**WHAT IS ASKED**
1. In the thread excerpt on denial-of-service attacks, how much larger than the small requests are the DNS server responses in the amplification attack described?
2. Reproduce the thread excerpt on denial-of-service attacks from "Correct. I know" to "very costly CPU-wise.".

Correct. I know that they are some other "cheap" attacks directly at the network layer. For example, the "spamhaus/CloudFlare" attack which made a lot of noise ("300 Gbit/sec") used a DNS "trick": "The traffic is being generated primarily from DNS amplification attacks. Small requests are sent to DNS servers, generating responses from those servers that are about 50-100 times larger." http://arstechnica.com/security/2013/03/spamhaus-ddos-grows-to-internet-thre... In this case, you still need many computers to DoS a server (=> DDoS).
With the hash DoS, the threat is that if you manage to fill some dictionary with colliding keys, then each lookup will take a very long time, and you might arrange to put many lookups into a single HTTP request. So a single HTTP request might get very costly CPU-wise.
Ok, but why should we invest time to fix this specific DoS wheras there are other DoS like XML bomb? Why not setting a limit on the CPU time in your favorite web framework instead? I don't know the complexity of adding sandbox-like features to a web framework. (It's probably complex because we are discussing how to fix the issue directly in Python :-))
Whether this is a serious threat or not depends on what other threats the system being attacked is vulnerable to. Maybe there is something even simpler, or maybe the hash attack is the only hope of bringing the system to its knees.
Popular DDoS attack are usually the simplest, like flooding the server with ping requests, flooding the DNS server, flooding with HTTP requests which take a lot of time ot process, etc. Using a botnet, you don't care of using an inefficient DoS attack, because your power is the number of zombi. I have no idea of the price of renting a botnet, it's probably expensive (and illegal as well).
IMO, the hash attack is particularly tricky since it is very easy to argue and very difficult to demonstrate. So it can result in fear and uncertainty very easily, causing people to overreact just so that they won't be accused of inactivity.
It would be easy to evaluate the risk with a public exploit on a real world application :-) Victor
On Sat, Oct 05, 2013 at 01:27:37AM +0200, Victor Stinner wrote:
I have no idea of the price of renting a botnet, it's probably expensive (and illegal as well).
Twelve cents per machine. Cheaper in bulk, and cheaper still for machines outside of the US. For those on a budget, you can get ten thousand zombie machines scattered all over the world for two cents each. http://threatpost.com/how-much-does-botnet-cost-022813/77573 I believe you can also rent a botnet for $2 an hour. -- Steven
Am 05.10.13 01:27, schrieb Victor Stinner:
Ok, but why should we invest time to fix this specific DoS wheras there are other DoS like XML bomb?

**RAW DATA**
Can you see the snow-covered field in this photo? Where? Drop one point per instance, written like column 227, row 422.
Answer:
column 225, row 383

**OUTPUTS FOR THE TASKS**
1. About 50-100 times larger.

2.
Correct. I know that they are some other "cheap" attacks directly at the network layer. For example, the "spamhaus/CloudFlare" attack which made a lot of noise ("300 Gbit/sec") used a DNS "trick": "The traffic is being generated primarily from DNS amplification attacks. Small requests are sent to DNS servers, generating responses from those servers that are about 50-100 times larger." http://arstechnica.com/security/2013/03/spamhaus-ddos-grows-to-internet-thre... In this case, you still need many computers to DoS a server (=> DDoS).
With the hash DoS, the threat is that if you manage to fill some dictionary with colliding keys, then each lookup will take a very long time, and you might arrange to put many lookups into a single HTTP request. So a single HTTP request might get very costly CPU-wise.